**Task**. Write out the full career profile of football coach Mike Phair below, word for word.

**Text shown**.
........

Personal information
- Born: November 8, 1969 (age 56) Mesa, Arizona, U.S.

Career information
- High school: Mesa, Arizona
- College: Arizona State

Career history

Coaching
- Arizona State (1999–2000) Graduate assistant & defensive line coach; Tiffin (2001) Linebackers coach & special teams coach; Seattle Seahawks (2008) Assistant linebackers coach; Seattle Seahawks (2009) Assistant defensive line coach; Seattle Seahawks (2010) Defensive assistant; Chicago Bears (2011–2013) Defensive line coach; Tampa Bay Buccaneers (2014) Assistant defensive line coach; Illinois (2015) Co-defensive coordinator & defensive line coach; Illinois (2016–2017) Run game coordinator & defensive line coach; Indianapolis Colts (2018–2019) Defensive line coach; Carolina Panthers (2020) Defensive line coach; Stanford University (2021) Defensive Assistant Volunteer; Ottawa Redblacks (2022) Defensive line coach; Ottawa Redblacks (2023) Run game coordinator & defensive line coach; IBM Big Blue (2023) Defense consultant; IBM Big Blue (2024–2025) Head coach & General Manager; Orlando Storm (2026–present) Linebackers coach;

Operations
- Tampa Bay Buccaneers (2002–2004) Scout; Seattle Seahawks (2005–2007) Scout;

Awards and highlights
- Super Bowl champion (XXXVII) 2003;

= Mike Phair =

American football coach (born 1969)

........

**Records provided**.

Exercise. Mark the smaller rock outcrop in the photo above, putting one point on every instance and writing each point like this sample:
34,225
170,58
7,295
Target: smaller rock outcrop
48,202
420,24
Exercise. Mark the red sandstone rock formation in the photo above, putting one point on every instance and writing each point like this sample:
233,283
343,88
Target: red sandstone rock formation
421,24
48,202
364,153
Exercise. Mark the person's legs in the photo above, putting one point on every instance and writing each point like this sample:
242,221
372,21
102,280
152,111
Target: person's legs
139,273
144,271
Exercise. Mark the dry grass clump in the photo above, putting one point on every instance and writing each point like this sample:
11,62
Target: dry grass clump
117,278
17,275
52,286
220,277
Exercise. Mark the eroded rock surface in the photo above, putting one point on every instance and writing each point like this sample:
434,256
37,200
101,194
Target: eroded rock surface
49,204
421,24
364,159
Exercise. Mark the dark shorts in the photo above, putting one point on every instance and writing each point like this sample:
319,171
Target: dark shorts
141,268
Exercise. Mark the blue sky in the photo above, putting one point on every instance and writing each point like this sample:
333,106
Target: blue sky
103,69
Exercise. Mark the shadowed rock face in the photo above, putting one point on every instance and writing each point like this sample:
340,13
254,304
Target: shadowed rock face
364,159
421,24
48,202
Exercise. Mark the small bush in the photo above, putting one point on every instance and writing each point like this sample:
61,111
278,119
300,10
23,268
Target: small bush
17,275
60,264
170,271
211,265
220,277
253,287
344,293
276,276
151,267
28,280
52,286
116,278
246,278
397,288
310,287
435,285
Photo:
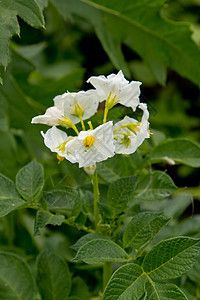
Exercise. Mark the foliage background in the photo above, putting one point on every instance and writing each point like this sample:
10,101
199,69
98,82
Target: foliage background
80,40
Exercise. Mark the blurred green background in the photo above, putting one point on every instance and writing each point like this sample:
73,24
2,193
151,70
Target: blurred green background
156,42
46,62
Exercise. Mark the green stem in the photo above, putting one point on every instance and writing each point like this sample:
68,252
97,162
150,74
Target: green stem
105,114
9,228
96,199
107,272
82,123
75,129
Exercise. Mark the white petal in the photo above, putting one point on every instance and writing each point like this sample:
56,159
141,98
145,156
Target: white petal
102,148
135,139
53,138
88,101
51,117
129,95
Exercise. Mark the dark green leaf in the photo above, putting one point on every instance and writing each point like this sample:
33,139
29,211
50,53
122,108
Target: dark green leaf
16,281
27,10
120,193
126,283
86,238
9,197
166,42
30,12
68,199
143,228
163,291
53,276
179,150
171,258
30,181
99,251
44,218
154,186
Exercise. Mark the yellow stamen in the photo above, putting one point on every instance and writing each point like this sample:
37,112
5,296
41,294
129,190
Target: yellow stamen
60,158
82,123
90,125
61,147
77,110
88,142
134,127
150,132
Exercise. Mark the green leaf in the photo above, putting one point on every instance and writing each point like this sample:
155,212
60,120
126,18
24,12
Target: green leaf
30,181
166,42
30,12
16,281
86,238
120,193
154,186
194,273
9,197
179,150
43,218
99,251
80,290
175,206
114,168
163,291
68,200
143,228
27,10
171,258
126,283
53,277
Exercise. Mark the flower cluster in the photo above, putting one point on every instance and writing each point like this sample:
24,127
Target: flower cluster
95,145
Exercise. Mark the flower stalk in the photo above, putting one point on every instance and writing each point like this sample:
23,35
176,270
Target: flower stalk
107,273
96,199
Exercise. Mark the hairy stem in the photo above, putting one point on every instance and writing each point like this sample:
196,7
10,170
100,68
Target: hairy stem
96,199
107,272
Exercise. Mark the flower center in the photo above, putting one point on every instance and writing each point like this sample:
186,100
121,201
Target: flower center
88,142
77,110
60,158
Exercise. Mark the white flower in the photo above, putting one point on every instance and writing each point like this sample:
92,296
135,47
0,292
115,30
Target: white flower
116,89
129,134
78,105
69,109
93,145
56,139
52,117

........

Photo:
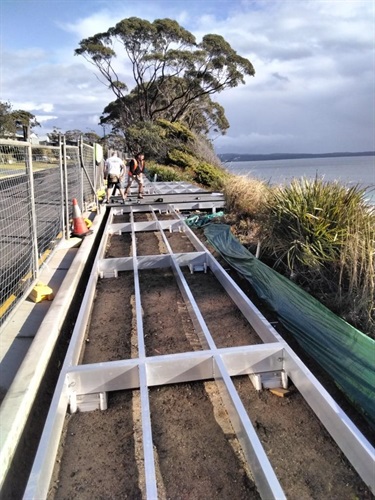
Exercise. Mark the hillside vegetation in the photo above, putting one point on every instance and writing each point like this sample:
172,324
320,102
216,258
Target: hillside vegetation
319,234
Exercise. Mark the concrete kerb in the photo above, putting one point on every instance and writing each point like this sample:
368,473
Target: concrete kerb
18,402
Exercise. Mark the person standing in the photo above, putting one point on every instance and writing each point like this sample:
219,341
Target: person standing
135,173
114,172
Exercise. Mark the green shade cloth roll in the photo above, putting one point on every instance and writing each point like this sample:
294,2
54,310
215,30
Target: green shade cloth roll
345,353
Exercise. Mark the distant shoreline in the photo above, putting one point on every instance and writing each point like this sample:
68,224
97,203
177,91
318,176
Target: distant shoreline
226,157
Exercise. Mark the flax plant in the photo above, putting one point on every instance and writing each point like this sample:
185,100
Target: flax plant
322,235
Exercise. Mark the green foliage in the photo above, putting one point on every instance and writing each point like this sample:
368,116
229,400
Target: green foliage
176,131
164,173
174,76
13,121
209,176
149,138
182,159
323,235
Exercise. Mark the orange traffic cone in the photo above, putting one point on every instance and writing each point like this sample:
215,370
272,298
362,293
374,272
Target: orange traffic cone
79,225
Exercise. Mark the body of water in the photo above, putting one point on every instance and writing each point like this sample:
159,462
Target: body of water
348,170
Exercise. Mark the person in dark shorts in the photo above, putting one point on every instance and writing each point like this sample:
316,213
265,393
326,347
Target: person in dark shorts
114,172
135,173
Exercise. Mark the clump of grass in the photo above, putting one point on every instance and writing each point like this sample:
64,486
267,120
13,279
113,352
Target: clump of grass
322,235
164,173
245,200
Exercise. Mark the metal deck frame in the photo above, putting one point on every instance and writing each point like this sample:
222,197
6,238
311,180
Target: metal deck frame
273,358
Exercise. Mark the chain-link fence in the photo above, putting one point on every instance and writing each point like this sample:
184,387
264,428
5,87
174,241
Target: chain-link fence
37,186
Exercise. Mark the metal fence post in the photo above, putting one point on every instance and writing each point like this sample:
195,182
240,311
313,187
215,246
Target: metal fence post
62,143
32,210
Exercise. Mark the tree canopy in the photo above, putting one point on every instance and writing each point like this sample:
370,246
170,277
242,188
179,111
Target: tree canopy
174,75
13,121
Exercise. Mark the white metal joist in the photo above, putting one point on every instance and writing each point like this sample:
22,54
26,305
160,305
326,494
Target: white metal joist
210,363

........

**Answer section**.
Personal information
- Born: November 8, 1969 (age 56) Mesa, Arizona, U.S.

Career information
- High school: Mesa, Arizona
- College: Arizona State

Career history

Coaching
- Arizona State (1999–2000) Graduate assistant & defensive line coach; Tiffin (2001) Linebackers coach & special teams coach; Seattle Seahawks (2008) Assistant linebackers coach; Seattle Seahawks (2009) Assistant defensive line coach; Seattle Seahawks (2010) Defensive assistant; Chicago Bears (2011–2013) Defensive line coach; Tampa Bay Buccaneers (2014) Assistant defensive line coach; Illinois (2015) Co-defensive coordinator & defensive line coach; Illinois (2016–2017) Run game coordinator & defensive line coach; Indianapolis Colts (2018–2019) Defensive line coach; Carolina Panthers (2020) Defensive line coach; Stanford University (2021) Defensive Assistant Volunteer; Ottawa Redblacks (2022) Defensive line coach; Ottawa Redblacks (2023) Run game coordinator & defensive line coach; IBM Big Blue (2023) Defense consultant; IBM Big Blue (2024–2025) Head coach & General Manager; Orlando Storm (2026–present) Linebackers coach;

Operations
- Tampa Bay Buccaneers (2002–2004) Scout; Seattle Seahawks (2005–2007) Scout;

Awards and highlights
- Super Bowl champion (XXXVII) 2003;

= Mike Phair =

American football coach (born 1969)